=== WHAT YOU WILL DO ===
Rewrite every line of the items below as a numbered list, skipping any blank lines.

= = =

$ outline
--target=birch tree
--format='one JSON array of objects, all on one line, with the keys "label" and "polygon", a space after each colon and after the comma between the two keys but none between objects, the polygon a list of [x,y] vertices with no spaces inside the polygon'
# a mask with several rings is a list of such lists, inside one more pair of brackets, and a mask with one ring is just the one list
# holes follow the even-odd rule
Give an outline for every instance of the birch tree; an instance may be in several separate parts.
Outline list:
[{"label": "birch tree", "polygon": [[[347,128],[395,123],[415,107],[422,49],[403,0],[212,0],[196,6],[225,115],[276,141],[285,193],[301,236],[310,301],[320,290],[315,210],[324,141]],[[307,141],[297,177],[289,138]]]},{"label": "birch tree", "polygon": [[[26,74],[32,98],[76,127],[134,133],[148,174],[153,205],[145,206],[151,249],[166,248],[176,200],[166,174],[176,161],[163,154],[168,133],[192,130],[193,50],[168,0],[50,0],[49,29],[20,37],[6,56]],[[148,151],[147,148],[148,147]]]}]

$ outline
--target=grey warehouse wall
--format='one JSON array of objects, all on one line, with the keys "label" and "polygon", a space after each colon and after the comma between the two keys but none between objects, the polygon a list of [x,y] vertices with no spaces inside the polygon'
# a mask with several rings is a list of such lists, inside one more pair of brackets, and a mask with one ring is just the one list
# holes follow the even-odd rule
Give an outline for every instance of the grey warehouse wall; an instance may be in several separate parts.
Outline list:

= = =

=== RESPONSE ===
1. $ outline
2. --target=birch tree
3. --format='one JSON array of objects, all on one line, with the keys "label" and "polygon", a space after each colon and after the comma between the two keys but none between objects, the polygon a list of [x,y] vertices with no spaces inside the polygon'
4. # a mask with several rings is a list of such lists, inside one more pair of brackets, and a mask with one ring is just the one list
5. # holes follow the even-odd rule
6. Give an outline for every instance of the birch tree; an instance may be in several separate parts.
7. Outline list:
8. [{"label": "birch tree", "polygon": [[[347,128],[395,123],[415,107],[422,49],[403,0],[212,0],[196,6],[225,115],[276,141],[285,193],[301,236],[310,301],[320,290],[315,210],[324,141]],[[307,141],[297,177],[289,138]]]},{"label": "birch tree", "polygon": [[[26,74],[32,98],[76,127],[134,133],[148,174],[153,205],[145,206],[151,249],[166,248],[176,200],[166,174],[176,161],[163,154],[168,133],[192,130],[193,50],[168,0],[50,0],[49,29],[20,37],[6,56]],[[148,151],[147,148],[148,147]]]}]
9. $ outline
10. --target=grey warehouse wall
11. --format='one JSON array of objects, all on one line, with the keys "label" and "polygon", a space after each colon and after the comma between the two keys but none between objects, the polygon a list of [x,y] vertices with no spaces inside the polygon'
12. # a mask with several rings is a list of such lists, inside one more pair of brackets, and a mask with one ring is just the one list
13. # holes follow the even-odd rule
14. Give an outline for every instance of the grey warehouse wall; an instance may be in several separate parts.
15. Outline list:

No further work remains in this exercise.